WHAT THE TASK REQUIRES:
How many lines in the rows below contain the string "green"? Reply with the number alone.

----

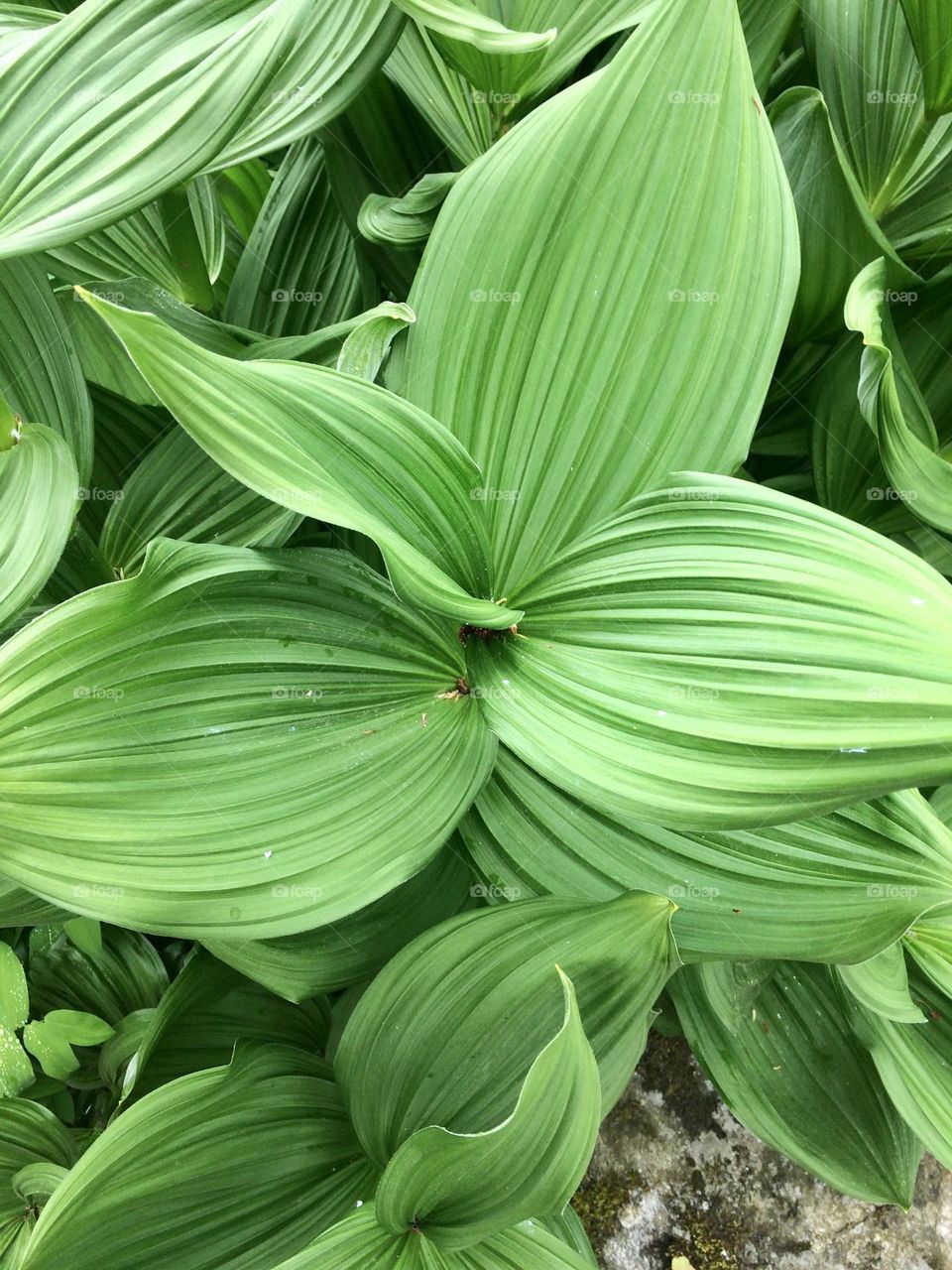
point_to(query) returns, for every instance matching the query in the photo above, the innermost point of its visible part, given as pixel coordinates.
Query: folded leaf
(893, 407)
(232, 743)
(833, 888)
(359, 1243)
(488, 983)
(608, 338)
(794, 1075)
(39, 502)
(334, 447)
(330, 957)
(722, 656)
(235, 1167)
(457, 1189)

----

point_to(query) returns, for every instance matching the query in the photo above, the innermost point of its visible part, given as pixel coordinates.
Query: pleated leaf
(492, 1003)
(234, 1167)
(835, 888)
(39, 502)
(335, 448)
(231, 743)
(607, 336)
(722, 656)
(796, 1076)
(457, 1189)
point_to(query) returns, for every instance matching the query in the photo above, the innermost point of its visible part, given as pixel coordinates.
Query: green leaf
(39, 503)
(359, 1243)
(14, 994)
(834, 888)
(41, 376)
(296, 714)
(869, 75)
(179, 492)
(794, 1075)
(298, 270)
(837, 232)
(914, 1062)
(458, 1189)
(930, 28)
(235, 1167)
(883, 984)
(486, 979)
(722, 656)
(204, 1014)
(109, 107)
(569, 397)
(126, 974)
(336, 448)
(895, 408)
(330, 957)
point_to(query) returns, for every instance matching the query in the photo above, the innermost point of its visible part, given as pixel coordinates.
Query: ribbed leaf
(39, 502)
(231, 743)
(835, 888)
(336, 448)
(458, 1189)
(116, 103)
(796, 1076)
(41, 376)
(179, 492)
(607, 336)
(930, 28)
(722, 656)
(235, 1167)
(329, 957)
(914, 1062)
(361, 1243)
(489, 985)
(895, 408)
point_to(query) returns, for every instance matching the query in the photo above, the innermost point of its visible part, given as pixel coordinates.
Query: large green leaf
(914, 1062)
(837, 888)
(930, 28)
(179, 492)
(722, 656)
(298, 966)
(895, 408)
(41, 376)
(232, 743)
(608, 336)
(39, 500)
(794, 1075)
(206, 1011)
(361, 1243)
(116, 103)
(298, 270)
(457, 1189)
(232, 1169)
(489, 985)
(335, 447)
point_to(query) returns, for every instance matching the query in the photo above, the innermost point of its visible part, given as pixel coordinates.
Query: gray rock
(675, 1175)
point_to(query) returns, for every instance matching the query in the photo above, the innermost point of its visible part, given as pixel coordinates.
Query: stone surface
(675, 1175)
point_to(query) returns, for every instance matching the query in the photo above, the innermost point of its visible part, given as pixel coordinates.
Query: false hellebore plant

----

RESULT BELOW:
2